CHALLENGE: Find the line containing "One dot marks each instance of the arched dormer". Retype it and every line after it through the end of the entries, exactly as written, with nothing added.

=== EXERCISE INPUTS ===

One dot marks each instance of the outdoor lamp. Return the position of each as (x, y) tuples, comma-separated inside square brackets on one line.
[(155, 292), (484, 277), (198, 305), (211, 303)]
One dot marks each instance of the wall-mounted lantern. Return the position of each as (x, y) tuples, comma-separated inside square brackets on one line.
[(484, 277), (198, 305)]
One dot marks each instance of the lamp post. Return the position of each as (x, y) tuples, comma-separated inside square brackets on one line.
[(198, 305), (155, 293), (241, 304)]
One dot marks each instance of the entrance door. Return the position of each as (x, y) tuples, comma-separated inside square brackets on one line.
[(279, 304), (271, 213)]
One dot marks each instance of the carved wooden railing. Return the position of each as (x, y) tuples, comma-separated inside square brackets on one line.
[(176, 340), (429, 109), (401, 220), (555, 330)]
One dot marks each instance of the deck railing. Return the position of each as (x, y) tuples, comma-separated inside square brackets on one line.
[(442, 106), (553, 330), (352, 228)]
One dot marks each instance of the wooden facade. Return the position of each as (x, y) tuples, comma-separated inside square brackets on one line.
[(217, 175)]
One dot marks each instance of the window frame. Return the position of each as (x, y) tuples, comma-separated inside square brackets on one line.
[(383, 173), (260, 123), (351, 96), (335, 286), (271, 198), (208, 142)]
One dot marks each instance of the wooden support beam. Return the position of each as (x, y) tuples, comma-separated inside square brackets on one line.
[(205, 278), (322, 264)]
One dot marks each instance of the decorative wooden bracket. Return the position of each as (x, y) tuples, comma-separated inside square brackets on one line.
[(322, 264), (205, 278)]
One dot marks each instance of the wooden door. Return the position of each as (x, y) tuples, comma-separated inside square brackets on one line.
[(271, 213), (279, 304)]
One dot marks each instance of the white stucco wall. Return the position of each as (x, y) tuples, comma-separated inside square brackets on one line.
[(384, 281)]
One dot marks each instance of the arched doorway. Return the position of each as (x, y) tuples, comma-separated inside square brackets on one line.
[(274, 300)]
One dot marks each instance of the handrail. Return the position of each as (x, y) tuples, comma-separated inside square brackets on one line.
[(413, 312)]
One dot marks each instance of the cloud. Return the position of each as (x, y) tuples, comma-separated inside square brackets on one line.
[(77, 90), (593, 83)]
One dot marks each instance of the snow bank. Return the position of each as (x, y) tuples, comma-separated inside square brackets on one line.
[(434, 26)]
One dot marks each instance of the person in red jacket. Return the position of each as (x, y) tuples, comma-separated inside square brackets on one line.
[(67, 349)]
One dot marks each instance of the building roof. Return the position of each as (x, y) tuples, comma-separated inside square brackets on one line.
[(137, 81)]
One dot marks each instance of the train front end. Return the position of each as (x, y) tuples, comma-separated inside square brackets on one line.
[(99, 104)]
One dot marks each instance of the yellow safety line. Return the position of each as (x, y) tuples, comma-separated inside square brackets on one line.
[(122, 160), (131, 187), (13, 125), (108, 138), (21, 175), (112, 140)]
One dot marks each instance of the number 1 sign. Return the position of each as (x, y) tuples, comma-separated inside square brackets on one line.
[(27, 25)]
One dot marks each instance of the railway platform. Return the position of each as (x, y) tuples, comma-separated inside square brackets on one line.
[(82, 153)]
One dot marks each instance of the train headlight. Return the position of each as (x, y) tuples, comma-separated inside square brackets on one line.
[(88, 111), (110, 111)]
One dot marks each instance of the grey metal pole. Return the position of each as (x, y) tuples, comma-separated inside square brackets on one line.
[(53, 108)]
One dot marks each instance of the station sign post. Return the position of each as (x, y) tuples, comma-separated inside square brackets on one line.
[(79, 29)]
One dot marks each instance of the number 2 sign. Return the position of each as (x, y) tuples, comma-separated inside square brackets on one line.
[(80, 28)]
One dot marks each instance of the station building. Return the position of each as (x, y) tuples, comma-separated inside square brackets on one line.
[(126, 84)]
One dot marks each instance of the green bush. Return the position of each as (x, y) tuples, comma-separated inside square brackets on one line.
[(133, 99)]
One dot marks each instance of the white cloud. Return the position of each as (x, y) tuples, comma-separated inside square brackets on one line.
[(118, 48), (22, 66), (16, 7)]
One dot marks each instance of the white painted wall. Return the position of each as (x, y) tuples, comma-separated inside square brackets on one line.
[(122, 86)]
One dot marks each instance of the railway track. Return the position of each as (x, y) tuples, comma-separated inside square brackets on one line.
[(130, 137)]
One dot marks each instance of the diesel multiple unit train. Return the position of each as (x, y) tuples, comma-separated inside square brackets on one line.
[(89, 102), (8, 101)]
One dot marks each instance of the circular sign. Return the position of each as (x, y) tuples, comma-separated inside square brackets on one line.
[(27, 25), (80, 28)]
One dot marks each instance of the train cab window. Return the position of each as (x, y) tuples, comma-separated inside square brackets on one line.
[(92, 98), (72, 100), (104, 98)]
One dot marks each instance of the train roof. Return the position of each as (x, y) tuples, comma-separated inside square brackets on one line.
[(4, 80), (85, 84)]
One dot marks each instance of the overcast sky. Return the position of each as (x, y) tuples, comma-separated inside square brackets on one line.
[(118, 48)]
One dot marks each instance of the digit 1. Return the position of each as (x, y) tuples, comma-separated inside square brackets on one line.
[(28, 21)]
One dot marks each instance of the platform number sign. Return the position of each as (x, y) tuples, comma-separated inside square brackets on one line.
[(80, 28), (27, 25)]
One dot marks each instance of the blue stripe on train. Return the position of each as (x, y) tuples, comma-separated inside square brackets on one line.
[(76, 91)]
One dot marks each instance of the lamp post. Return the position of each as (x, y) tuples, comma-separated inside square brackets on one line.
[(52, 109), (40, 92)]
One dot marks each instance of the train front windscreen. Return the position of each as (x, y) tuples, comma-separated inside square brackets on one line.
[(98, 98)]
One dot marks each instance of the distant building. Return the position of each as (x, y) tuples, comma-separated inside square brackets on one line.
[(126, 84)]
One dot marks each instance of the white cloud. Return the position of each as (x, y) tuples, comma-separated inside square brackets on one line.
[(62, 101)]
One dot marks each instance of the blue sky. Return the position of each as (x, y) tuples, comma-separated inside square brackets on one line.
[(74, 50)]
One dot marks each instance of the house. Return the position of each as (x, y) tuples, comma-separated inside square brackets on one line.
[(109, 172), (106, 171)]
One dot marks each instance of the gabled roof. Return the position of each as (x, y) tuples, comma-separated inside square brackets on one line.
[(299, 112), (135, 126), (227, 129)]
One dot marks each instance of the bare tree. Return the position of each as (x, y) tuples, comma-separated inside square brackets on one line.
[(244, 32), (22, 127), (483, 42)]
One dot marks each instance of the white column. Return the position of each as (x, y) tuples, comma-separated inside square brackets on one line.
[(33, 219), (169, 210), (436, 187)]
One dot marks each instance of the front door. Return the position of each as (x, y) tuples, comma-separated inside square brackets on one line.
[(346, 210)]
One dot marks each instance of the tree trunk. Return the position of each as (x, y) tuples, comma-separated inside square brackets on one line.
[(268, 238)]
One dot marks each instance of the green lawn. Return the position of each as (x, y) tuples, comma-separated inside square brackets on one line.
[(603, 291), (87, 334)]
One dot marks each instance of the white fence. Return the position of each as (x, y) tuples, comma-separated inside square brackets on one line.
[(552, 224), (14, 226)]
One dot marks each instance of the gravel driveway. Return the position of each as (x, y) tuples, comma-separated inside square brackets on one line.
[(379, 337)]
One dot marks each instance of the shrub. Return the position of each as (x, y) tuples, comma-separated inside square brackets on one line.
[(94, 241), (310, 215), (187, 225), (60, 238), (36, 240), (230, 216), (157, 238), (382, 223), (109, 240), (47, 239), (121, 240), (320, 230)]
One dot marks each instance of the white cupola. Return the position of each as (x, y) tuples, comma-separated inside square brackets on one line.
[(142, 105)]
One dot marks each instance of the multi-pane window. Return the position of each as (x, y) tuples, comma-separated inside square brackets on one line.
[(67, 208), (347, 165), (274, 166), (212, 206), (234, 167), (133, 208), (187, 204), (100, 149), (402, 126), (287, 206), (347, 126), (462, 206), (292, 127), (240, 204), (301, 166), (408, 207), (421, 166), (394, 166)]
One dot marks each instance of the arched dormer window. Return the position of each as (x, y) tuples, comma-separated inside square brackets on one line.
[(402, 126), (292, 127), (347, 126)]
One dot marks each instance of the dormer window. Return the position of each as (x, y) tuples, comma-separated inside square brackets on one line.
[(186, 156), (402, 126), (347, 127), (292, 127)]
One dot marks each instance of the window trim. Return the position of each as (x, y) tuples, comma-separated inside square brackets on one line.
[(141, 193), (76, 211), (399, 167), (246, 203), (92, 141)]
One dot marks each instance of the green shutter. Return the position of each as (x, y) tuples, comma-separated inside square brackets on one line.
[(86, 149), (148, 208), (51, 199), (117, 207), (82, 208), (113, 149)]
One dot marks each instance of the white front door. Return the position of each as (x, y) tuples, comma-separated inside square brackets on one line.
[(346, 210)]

===

WRITTEN ANSWER:
One dot marks each instance of the arched dormer window. Return the position of each as (x, y) tuples, comma-separated inside square brackets on one line.
[(402, 126), (292, 127), (347, 126)]
One dot marks each instance of the dormer window. Return the position of each as (x, y) tuples, comma-separated inside square brackets on one line.
[(186, 156), (402, 126), (347, 127), (292, 127)]
One dot marks each instance of the window trim. Return the position of each as (x, y) tuples, comma-separated inside square brackets on one line.
[(141, 193), (76, 211), (399, 167), (246, 203), (92, 141)]
One dot marks each instance of the green shutter. Return the position of each as (x, y) tuples, comma-separated inside square brackets on one line.
[(86, 149), (148, 208), (51, 199), (117, 207), (82, 208), (113, 149)]
One dot marks each instance of the white front door. Return the position of each as (x, y) tuples, comma-separated inside square brackets on one line.
[(346, 210)]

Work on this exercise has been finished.